Begin
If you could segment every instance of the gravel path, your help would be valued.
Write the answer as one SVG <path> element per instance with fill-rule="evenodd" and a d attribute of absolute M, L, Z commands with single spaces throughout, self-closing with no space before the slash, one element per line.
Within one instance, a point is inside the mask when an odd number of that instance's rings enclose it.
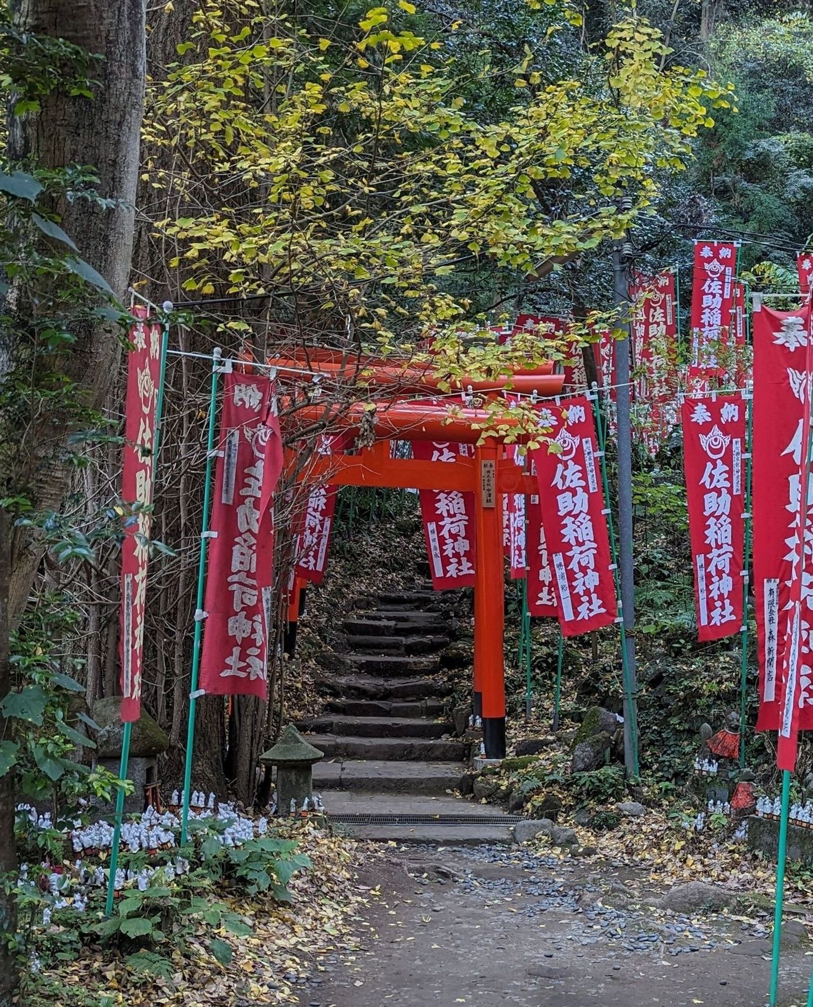
<path fill-rule="evenodd" d="M 656 910 L 629 869 L 519 848 L 387 849 L 359 950 L 313 963 L 302 1007 L 763 1007 L 767 920 Z M 781 1004 L 813 959 L 789 934 Z"/>

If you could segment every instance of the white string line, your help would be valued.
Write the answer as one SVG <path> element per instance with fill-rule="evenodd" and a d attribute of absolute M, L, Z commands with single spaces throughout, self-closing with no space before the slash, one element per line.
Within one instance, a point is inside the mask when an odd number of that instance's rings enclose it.
<path fill-rule="evenodd" d="M 127 292 L 130 294 L 131 304 L 132 304 L 132 298 L 138 297 L 140 301 L 143 301 L 145 304 L 149 304 L 150 307 L 155 308 L 156 311 L 163 311 L 164 313 L 166 313 L 173 309 L 172 301 L 164 301 L 164 306 L 162 308 L 159 308 L 157 304 L 155 304 L 153 301 L 149 299 L 149 297 L 145 297 L 144 294 L 140 294 L 135 289 L 135 287 L 128 287 Z"/>
<path fill-rule="evenodd" d="M 220 364 L 230 364 L 232 366 L 236 365 L 237 367 L 256 368 L 258 370 L 269 371 L 269 372 L 284 371 L 286 374 L 307 375 L 308 377 L 311 377 L 311 378 L 320 379 L 320 381 L 321 380 L 338 381 L 338 379 L 337 379 L 336 376 L 330 375 L 330 374 L 325 374 L 323 372 L 305 371 L 305 370 L 302 370 L 300 368 L 290 368 L 287 365 L 286 366 L 282 366 L 282 365 L 277 365 L 277 364 L 260 364 L 260 363 L 255 363 L 253 361 L 240 361 L 240 359 L 236 359 L 236 358 L 233 358 L 233 357 L 226 357 L 226 356 L 215 357 L 215 356 L 213 356 L 212 354 L 209 354 L 209 353 L 197 353 L 197 352 L 193 352 L 192 350 L 186 350 L 186 349 L 167 349 L 167 355 L 172 355 L 172 356 L 192 356 L 192 357 L 195 357 L 197 359 L 209 361 L 209 362 L 213 362 L 213 361 L 217 359 Z M 530 376 L 528 376 L 528 375 L 524 375 L 523 376 L 522 373 L 519 372 L 518 376 L 514 376 L 514 377 L 530 377 Z M 550 377 L 550 376 L 549 375 L 542 375 L 540 377 L 545 377 L 546 378 L 546 377 Z M 506 382 L 510 381 L 510 378 L 506 378 L 505 381 Z M 598 391 L 598 392 L 605 392 L 605 393 L 607 393 L 607 392 L 617 391 L 618 389 L 621 389 L 621 388 L 632 388 L 636 384 L 637 384 L 636 381 L 629 381 L 629 382 L 621 382 L 621 383 L 616 384 L 616 385 L 595 385 L 595 386 L 587 386 L 587 385 L 581 386 L 580 385 L 580 386 L 576 387 L 575 391 L 565 391 L 565 390 L 562 389 L 562 391 L 557 392 L 554 395 L 537 395 L 534 392 L 513 391 L 512 389 L 506 388 L 503 385 L 501 387 L 496 387 L 495 386 L 494 388 L 478 389 L 478 390 L 472 391 L 471 393 L 469 393 L 466 389 L 461 389 L 461 390 L 457 390 L 457 391 L 449 391 L 449 392 L 443 392 L 443 391 L 438 391 L 438 392 L 418 392 L 415 395 L 411 395 L 410 396 L 410 401 L 412 401 L 412 402 L 425 402 L 425 401 L 432 401 L 432 400 L 437 400 L 437 399 L 460 399 L 460 398 L 465 398 L 466 396 L 469 396 L 469 395 L 471 395 L 471 397 L 473 397 L 473 398 L 476 398 L 477 396 L 480 396 L 480 395 L 486 395 L 489 392 L 502 392 L 506 396 L 514 396 L 515 398 L 518 398 L 518 399 L 527 399 L 531 403 L 536 403 L 536 402 L 550 402 L 550 401 L 552 401 L 554 399 L 573 398 L 576 395 L 582 395 L 583 393 L 587 393 L 587 392 L 590 392 L 590 391 Z M 385 388 L 386 386 L 382 386 L 382 387 Z M 688 395 L 690 398 L 697 398 L 697 397 L 704 396 L 704 395 L 733 395 L 733 394 L 736 394 L 736 393 L 742 392 L 742 391 L 743 391 L 742 389 L 710 389 L 708 391 L 697 391 L 695 393 L 695 392 L 688 392 L 685 389 L 677 389 L 677 390 L 675 390 L 675 395 L 676 396 L 677 395 Z M 465 402 L 464 402 L 464 405 L 465 405 Z M 510 408 L 510 405 L 509 405 L 509 408 Z"/>

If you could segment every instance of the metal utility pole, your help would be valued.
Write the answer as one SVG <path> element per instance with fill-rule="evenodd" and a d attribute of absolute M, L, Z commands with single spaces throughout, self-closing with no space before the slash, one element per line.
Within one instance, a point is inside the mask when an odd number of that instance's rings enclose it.
<path fill-rule="evenodd" d="M 616 339 L 616 406 L 618 411 L 618 537 L 621 604 L 627 648 L 629 693 L 624 697 L 624 765 L 627 776 L 638 773 L 638 710 L 635 695 L 635 575 L 632 543 L 632 431 L 630 428 L 630 318 L 626 264 L 629 242 L 613 247 L 614 303 L 620 310 L 619 327 L 625 335 Z"/>

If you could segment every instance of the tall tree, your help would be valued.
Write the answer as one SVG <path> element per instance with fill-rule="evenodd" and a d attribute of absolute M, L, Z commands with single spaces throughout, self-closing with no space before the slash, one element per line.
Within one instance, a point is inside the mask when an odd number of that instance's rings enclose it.
<path fill-rule="evenodd" d="M 19 0 L 0 18 L 4 84 L 11 82 L 9 141 L 3 152 L 5 276 L 0 277 L 0 703 L 14 684 L 9 634 L 29 595 L 43 548 L 33 525 L 15 527 L 24 509 L 58 512 L 70 472 L 67 436 L 98 407 L 116 373 L 115 327 L 93 312 L 60 319 L 66 274 L 125 294 L 132 256 L 139 137 L 145 85 L 144 0 Z M 82 54 L 90 54 L 84 57 Z M 96 79 L 73 79 L 86 59 Z M 37 60 L 39 62 L 37 63 Z M 90 61 L 88 61 L 90 60 Z M 37 67 L 31 69 L 30 67 Z M 88 166 L 92 166 L 89 169 Z M 26 168 L 18 188 L 8 173 Z M 38 176 L 43 185 L 33 180 Z M 58 176 L 59 184 L 53 184 Z M 27 179 L 27 181 L 26 181 Z M 89 184 L 90 183 L 90 184 Z M 27 186 L 27 189 L 26 189 Z M 91 190 L 93 188 L 93 191 Z M 38 197 L 38 213 L 17 211 L 13 197 Z M 58 222 L 58 223 L 57 223 Z M 36 246 L 31 225 L 40 232 Z M 22 267 L 8 255 L 15 233 Z M 59 250 L 58 255 L 52 254 Z M 57 268 L 64 258 L 64 273 Z M 80 258 L 79 258 L 80 257 Z M 26 278 L 35 278 L 26 287 Z M 75 322 L 75 324 L 74 324 Z M 51 340 L 51 341 L 49 341 Z M 29 387 L 30 386 L 30 387 Z M 69 389 L 62 395 L 59 389 Z M 21 404 L 28 402 L 30 408 Z M 3 712 L 9 712 L 8 705 Z M 0 775 L 0 873 L 13 877 L 16 751 L 13 720 L 0 717 L 7 746 Z M 10 747 L 9 747 L 10 746 Z M 10 886 L 0 887 L 0 1007 L 15 1002 L 16 919 Z"/>
<path fill-rule="evenodd" d="M 93 167 L 102 201 L 71 199 L 66 194 L 55 201 L 53 210 L 85 261 L 123 297 L 133 250 L 144 105 L 144 0 L 19 0 L 14 16 L 23 32 L 65 39 L 101 57 L 95 63 L 93 104 L 86 95 L 55 88 L 39 108 L 12 118 L 9 160 L 45 170 Z M 85 392 L 86 403 L 98 406 L 115 374 L 120 343 L 104 324 L 86 325 L 75 334 L 76 341 L 63 361 L 64 372 Z M 54 449 L 64 434 L 62 417 L 42 418 L 34 438 L 38 457 L 30 464 L 28 487 L 37 510 L 58 508 L 67 469 L 59 464 Z M 12 614 L 25 604 L 39 557 L 40 550 L 30 537 L 25 541 L 18 537 L 11 567 Z"/>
End
- Task details: Reproduce the data verbatim, from the line containing "If you could segment every instance of the white" through the line containing "127 292 L 130", including both of those lines and nothing else.

- Solved problem:
If you could segment every instance of the white string line, your help would be valued.
Write the answer as one SVG <path> element per instance with fill-rule="evenodd" and a d attribute of absolute M, L, Z commands with single spaces throughout, self-closing with no space before the slash, one element per line.
Within one instance, a point is inside the mask when an odd number of that instance's rings enclose it.
<path fill-rule="evenodd" d="M 127 292 L 130 294 L 131 304 L 132 304 L 132 298 L 138 297 L 140 301 L 143 301 L 145 304 L 149 304 L 150 307 L 155 308 L 156 311 L 163 311 L 164 313 L 166 313 L 173 309 L 172 301 L 164 301 L 164 306 L 162 308 L 159 308 L 157 304 L 155 304 L 153 301 L 149 299 L 149 297 L 145 297 L 144 294 L 140 294 L 135 289 L 135 287 L 128 287 Z"/>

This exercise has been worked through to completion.